### AIM OF THE TASK
In the data below, find every line with the word "black" and copy it out.

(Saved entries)

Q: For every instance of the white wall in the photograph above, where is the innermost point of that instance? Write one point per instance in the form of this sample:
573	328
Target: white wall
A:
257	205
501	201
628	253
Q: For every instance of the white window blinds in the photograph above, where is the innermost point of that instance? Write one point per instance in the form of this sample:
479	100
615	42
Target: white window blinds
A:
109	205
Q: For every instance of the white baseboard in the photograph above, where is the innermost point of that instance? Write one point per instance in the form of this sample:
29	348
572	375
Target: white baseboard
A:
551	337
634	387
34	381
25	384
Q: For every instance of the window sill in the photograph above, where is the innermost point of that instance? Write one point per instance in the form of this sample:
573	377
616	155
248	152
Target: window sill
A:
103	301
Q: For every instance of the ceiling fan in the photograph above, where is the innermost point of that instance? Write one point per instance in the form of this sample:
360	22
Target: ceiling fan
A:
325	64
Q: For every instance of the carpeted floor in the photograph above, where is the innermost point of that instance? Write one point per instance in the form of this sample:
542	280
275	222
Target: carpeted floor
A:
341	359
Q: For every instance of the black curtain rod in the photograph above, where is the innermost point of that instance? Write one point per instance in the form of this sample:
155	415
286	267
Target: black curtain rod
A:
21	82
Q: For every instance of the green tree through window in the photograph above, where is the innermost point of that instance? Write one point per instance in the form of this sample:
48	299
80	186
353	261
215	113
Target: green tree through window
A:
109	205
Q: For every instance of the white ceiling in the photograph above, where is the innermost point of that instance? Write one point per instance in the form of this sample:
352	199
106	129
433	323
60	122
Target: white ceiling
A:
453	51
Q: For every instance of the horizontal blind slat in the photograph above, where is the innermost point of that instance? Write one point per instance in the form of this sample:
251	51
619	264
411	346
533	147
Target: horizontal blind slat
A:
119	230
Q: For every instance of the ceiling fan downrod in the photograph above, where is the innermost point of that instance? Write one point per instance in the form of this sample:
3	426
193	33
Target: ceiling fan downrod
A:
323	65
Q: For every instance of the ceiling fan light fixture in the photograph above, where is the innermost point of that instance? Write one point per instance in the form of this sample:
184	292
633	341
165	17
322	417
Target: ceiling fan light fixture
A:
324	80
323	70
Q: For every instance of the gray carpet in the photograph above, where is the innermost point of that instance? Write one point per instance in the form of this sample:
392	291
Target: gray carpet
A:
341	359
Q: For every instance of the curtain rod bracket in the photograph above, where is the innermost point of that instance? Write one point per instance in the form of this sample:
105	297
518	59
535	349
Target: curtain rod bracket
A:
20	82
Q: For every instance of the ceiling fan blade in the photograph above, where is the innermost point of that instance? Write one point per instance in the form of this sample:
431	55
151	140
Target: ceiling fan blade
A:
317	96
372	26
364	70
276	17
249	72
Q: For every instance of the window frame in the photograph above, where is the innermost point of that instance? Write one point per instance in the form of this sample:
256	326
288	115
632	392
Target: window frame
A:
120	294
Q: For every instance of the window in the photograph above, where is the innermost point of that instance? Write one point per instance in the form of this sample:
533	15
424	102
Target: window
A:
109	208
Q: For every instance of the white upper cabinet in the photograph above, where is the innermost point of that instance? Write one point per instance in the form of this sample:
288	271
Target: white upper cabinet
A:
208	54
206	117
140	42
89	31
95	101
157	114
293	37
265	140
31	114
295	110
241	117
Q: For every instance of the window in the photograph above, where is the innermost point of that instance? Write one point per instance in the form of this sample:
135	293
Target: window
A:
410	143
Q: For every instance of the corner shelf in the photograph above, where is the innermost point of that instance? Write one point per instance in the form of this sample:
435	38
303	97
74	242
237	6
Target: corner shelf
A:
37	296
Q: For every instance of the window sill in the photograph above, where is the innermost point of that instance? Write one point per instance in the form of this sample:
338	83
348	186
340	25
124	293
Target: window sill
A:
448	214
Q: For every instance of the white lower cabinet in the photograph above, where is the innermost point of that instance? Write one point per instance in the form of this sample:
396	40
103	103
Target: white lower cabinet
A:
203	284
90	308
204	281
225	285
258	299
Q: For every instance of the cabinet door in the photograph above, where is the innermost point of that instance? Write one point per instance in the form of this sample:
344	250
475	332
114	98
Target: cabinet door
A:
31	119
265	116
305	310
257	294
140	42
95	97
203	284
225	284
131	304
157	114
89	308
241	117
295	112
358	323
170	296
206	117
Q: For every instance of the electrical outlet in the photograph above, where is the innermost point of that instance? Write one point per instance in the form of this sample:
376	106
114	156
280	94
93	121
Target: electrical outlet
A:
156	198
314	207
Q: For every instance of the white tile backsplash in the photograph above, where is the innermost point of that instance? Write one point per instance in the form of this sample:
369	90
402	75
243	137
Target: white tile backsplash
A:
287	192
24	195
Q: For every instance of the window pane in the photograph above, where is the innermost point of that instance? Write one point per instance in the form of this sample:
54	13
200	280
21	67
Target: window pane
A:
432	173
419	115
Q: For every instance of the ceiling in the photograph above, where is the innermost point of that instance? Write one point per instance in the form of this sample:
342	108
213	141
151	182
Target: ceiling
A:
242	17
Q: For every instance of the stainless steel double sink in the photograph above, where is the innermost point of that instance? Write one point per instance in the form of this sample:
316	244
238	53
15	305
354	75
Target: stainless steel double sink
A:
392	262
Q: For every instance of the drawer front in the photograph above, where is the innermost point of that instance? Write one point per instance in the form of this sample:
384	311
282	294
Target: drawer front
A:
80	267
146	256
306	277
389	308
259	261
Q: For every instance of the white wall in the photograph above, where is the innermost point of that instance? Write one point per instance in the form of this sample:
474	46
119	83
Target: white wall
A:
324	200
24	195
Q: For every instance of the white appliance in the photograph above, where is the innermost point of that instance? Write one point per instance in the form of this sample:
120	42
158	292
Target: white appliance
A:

### ANSWER AREA
Q: For every instance of the black curtain rod in the photograph above, where is the innermost point of that instance? Write one point per instance in the form of this sample:
Target: black curtain rod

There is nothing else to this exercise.